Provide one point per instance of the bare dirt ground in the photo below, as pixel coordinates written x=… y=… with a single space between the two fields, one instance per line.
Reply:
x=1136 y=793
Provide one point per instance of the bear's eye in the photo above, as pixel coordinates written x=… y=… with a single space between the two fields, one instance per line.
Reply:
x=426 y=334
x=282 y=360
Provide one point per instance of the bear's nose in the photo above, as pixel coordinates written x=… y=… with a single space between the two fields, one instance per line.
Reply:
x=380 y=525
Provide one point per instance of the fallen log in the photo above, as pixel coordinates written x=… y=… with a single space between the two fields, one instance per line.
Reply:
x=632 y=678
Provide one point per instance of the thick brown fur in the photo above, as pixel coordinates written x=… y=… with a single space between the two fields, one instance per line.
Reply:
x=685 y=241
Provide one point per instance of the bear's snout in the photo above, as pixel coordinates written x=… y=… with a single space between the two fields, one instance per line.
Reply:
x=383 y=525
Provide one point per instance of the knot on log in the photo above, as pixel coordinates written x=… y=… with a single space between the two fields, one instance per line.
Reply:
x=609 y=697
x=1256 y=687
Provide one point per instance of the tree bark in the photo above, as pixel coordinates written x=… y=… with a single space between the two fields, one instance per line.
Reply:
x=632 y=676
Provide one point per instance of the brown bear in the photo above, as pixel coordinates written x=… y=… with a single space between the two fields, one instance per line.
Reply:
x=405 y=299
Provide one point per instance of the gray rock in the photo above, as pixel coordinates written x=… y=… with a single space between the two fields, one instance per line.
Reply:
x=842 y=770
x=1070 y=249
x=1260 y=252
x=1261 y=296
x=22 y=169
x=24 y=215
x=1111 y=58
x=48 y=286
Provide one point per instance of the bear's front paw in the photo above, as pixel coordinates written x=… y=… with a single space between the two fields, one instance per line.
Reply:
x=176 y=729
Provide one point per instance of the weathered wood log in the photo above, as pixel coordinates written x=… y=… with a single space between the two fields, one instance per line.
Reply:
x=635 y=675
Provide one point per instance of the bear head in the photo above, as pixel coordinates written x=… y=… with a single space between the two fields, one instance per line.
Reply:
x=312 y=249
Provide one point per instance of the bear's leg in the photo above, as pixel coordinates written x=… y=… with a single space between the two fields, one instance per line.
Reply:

***

▶ [WORK TO COMPLETE]: Would you please return all lines of the data that include the word "brown"?

▶ [RESPONSE AREA]:
Provide one point per instance of the thick brown fur in the photo above, as pixel coordinates written x=… y=… with a single space between the two fields, one instance per line.
Provide one point per instance of the brown bear in the photo above, as pixel coordinates written x=… y=… with a single space between the two fields, one instance per line.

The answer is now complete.